• _Description of the task_: Leave out the pictures and restate the rest of the data exactly.

• _Given records_:
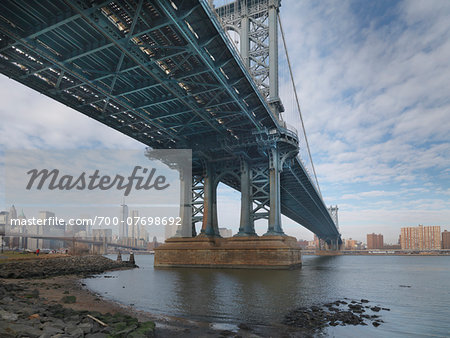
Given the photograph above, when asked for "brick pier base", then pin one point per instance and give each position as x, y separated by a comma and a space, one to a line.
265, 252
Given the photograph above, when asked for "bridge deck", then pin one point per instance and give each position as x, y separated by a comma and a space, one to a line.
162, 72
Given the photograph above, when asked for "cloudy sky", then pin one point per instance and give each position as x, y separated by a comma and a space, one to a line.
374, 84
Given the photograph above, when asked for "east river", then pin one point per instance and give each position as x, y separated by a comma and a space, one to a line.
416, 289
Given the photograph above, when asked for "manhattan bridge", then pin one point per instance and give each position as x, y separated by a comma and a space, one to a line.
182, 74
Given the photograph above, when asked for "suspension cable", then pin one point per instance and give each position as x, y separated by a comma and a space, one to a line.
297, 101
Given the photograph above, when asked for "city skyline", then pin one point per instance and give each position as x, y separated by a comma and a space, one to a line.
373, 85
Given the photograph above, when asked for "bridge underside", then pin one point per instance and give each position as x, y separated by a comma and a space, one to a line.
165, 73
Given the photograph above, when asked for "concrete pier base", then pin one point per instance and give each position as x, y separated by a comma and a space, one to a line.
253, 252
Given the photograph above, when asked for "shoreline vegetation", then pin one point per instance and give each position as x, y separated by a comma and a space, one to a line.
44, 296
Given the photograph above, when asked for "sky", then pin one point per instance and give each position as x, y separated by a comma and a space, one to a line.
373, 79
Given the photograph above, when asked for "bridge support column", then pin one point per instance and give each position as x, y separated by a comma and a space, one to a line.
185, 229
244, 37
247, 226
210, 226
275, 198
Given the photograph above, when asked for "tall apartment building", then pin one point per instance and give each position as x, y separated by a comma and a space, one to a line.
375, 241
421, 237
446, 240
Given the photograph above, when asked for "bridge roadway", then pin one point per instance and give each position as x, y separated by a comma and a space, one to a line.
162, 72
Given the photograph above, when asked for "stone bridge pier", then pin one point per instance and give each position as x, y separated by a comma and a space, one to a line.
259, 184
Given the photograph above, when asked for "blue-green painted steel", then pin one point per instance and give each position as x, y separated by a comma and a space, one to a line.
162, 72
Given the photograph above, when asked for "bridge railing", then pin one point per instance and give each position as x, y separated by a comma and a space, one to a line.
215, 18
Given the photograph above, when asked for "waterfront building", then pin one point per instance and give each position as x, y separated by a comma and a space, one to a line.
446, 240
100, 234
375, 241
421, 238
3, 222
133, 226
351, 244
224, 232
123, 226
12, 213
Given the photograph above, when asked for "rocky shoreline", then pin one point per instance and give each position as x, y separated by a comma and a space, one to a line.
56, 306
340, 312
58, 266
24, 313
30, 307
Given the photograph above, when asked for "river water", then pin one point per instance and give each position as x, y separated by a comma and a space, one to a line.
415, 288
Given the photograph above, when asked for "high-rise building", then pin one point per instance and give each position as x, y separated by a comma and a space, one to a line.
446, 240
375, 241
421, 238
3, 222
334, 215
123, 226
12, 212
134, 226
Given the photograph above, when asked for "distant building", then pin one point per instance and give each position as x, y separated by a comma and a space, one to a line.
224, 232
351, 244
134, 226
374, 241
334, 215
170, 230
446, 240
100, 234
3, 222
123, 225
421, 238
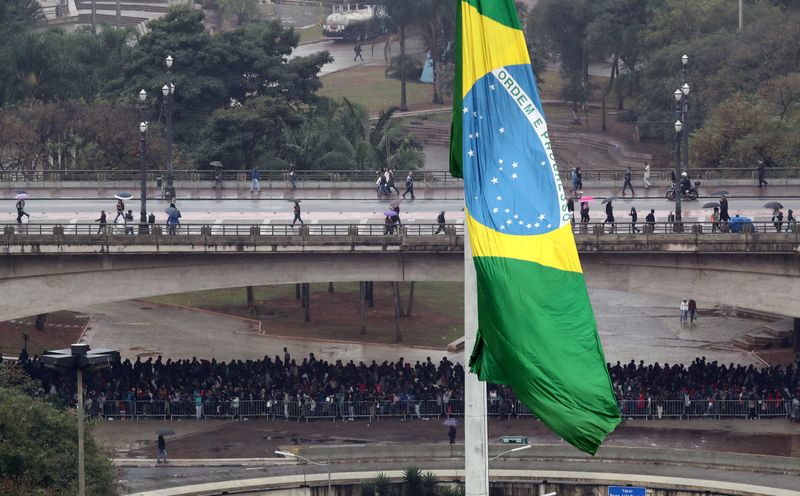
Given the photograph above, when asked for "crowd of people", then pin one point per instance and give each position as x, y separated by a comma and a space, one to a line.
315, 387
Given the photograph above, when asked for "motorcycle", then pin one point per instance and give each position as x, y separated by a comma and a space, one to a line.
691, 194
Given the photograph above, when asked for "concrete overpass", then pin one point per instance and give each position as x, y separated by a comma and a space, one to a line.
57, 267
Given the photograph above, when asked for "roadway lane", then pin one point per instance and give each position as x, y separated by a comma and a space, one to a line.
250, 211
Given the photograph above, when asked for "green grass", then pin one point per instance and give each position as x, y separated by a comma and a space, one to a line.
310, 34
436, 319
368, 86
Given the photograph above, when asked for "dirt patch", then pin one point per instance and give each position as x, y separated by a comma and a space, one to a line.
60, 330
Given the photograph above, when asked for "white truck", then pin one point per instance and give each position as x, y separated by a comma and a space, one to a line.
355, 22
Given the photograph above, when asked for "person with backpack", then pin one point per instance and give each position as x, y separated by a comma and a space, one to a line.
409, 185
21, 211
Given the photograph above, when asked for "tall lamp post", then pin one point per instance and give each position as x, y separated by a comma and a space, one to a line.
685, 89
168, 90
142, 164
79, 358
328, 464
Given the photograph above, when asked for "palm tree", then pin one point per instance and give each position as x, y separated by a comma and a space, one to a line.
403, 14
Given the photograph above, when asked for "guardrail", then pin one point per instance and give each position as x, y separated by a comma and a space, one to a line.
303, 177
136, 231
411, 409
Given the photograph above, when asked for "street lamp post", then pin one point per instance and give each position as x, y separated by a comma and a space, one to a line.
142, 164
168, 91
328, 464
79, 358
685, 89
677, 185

• _Task output_:
Given the photograph above, when asked for "brick pier base", then pin one point per instance and give each position as x, y separated by a comma and a space, one to a line.
265, 252
Given the photograph above, when asked for "bridge deck", then pin one point per instance and give each position as x, y separated by a comma and a space, one to a line.
162, 72
Given the photograph above, when asked for "cloudy sky", then pin one point per instance and give each position as x, y separated by a comma and a space, one to a line.
374, 84
Given the photograph above, when asked for "east river", then pin one point per instance and give each position as x, y separated by a comma and a space, one to a line.
416, 289
Given the photograph above, when asked for "manhattan bridge", then pin one point per instance and give each position as x, y separated by a comma and a space, one to a line.
182, 74
Given the photograph above, when asked for "suspension cable", then pin one point per instance and give each position as x, y separated by a comma and a space, one to a line.
297, 101
Given the photograph above, when asked for "city skyline", then pin one point per instance and give each position as x, y separated by a comma and a space, one to a line.
373, 85
Given the photograph above, when asked for "bridge underside", then pin one point per instance and give each position as x, y separated by a comma and a space, one to a line.
165, 73
Given the photograph above, when asked for "concrete pier base", then pin one point per instance and give each position as x, y separated by a comma and a space, one to a line.
253, 252
Given the photograph above, when asked for "shoreline vegetation", then pin one point per instance and give each position as x, y separated by a comma and a space, one to a line.
44, 296
Given the photograph above, when asked for "sky", then pin one point per instance and give each position as x, y separated by a comma and a space, one to a line.
373, 79
Given the photograph above, when asked for "bridge support column", then pin one point per instance and give each position as x, y separated by a comma and a space, one to a line.
185, 229
244, 37
247, 226
210, 226
275, 198
Given the photograph above, when asked for "tall apartment building", then pin one point per instance and give each position as x, y separated by a comma and a space, one to a line.
375, 241
421, 237
446, 240
Given the photograph above, when asked for "bridge roadway", then pin one point per instance and give each position as x, y separated by a comma and a space, one to a line.
162, 72
Given the photograph above, when asked for "stone bridge pier", then pin one point per instance and give each position as x, y separated by a comma and a space, one to a line.
259, 184
Given the photograph above, when asked for "blue-green painted steel", then pin one point per instance and give each position as x, y separated by a comma and a space, one to a line.
162, 72
Given the photograph above, when asked for "bridge railing", then pin one point per instance and give each position as x, y separated by a comma and a space, one to a line.
215, 18
Given the photograph above, when asked for "waterfront building", then pin one point per instance and give each position as x, y separated by a comma and a space, one to a line.
446, 240
100, 234
375, 241
421, 238
3, 222
133, 226
351, 244
224, 232
123, 226
12, 213
Given the photograph above, when asked for "rocky shoreline", then pin one point per instance and give each position as x, y separated by a comma and a space, one to a line.
56, 306
340, 312
58, 266
24, 313
30, 307
Given the photograph above, when asked for "river water", then pin one point per instance and give each position as x, y separated by a comma and a space, one to a line.
415, 288
Given the photograph above, when asked for "high-rise building", then pin one point per instance and give each position as x, y separated by a comma and a space, one to a line.
446, 240
375, 241
421, 238
3, 222
334, 215
123, 226
12, 212
134, 226
Given the photograph above, when asked for "distant building", then pin one point per instance and give each position as x, y separated by a comma and a space, one to a line.
224, 232
351, 244
134, 226
374, 241
334, 215
170, 230
446, 240
100, 234
3, 222
123, 225
421, 238
Given the photograph above, when asked for "crowd of people", then pin one point per instance and give each position as x, y separated by a comma and a space, one to a line.
315, 387
Given the photograph above, when asked for "motorcycle", then pin one point per instance and give each position as x, y separated by a comma and a space, one to a line.
691, 194
Given the photograph above, when asked for "concrete overpass", then pin one point per instance and give each position as x, y separated by a comma and a space, one to a line.
57, 267
Given the photograph above, when asked for "roadway lane", then pin one point per instance and give each position as x, y separated by a comma and a space, one to a line.
250, 211
Given the photograph above, when asked for "green grass", then pin one point per instance and give each position as x, y separated by a comma and a space, one to a line.
310, 34
436, 319
368, 86
Given the photograph above, when asked for "dirt patch", then pin one point per instance and give each position as x, y separated by a comma and a space, one to a line.
60, 330
Given the photograph above, when asked for "white truck", then pin one point per instance and give each position as x, y separated by a comma and a space, one to a line.
355, 22
Given the photograph above, when asked for "person with backpack", then pin one point per instance and give each position as x, y separated by a comma and a space, one to a line.
409, 185
21, 211
Given the photograph above, when asked for "tall lamp post", then pin one point per instance and give each position as x, y separated by a comma and a space, one to a line.
685, 89
168, 90
142, 164
79, 358
328, 464
Given the photograph above, when asked for "palm tree", then pin one point per instance and give each position as x, y separated by a comma and a space, one to a line.
403, 14
Given the photograph above, when asked for "guardrail", then pin one point per instance and give each position as x, y separated by a comma and a space, one to a line.
303, 177
136, 231
411, 409
Given the photograph above, when asked for "street lamp post", then pin one point per instance and give each position as x, y separated by a comma and a space, one to a line.
142, 164
168, 91
328, 464
79, 358
685, 89
677, 185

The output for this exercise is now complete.